**Exercise requirements**:
Convert the material from its beginning through the line containing "positive clicks: (141, 68) (142, 73)", both ends included, into a JSON list of strings with one string per line and blank lines omitted.

--- Data to examine Enclosed Below ---

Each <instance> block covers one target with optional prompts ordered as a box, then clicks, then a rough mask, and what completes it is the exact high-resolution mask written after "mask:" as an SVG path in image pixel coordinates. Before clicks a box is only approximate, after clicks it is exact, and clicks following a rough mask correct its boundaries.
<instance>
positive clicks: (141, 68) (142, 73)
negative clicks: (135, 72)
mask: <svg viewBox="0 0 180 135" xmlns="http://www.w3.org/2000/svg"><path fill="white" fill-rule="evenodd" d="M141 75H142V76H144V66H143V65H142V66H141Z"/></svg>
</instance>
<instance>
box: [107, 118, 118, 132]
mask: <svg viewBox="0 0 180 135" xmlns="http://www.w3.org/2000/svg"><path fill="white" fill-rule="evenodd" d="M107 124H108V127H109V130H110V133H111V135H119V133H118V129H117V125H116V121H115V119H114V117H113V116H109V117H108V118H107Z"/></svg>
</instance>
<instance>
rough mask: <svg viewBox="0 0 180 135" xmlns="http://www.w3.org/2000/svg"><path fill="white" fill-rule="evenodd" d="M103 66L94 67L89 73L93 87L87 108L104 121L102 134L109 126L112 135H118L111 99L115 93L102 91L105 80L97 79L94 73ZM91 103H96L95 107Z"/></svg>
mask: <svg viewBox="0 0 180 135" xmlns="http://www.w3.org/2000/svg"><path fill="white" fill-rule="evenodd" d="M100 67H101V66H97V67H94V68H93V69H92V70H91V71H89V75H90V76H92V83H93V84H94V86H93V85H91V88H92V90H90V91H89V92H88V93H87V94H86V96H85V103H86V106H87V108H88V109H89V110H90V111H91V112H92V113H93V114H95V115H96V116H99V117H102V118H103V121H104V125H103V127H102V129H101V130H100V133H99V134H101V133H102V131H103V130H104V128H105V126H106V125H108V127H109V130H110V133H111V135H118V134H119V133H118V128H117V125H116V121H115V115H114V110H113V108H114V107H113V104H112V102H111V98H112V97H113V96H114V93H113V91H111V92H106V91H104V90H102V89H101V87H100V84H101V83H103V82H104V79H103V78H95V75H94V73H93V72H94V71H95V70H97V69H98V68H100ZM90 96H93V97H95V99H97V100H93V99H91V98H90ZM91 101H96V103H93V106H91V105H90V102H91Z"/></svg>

--- End of Enclosed Data to examine ---

**Response to the task**:
[
  "Each <instance> block covers one target with optional prompts ordered as a box, then clicks, then a rough mask, and what completes it is the exact high-resolution mask written after \"mask:\" as an SVG path in image pixel coordinates. Before clicks a box is only approximate, after clicks it is exact, and clicks following a rough mask correct its boundaries.",
  "<instance>",
  "positive clicks: (141, 68) (142, 73)"
]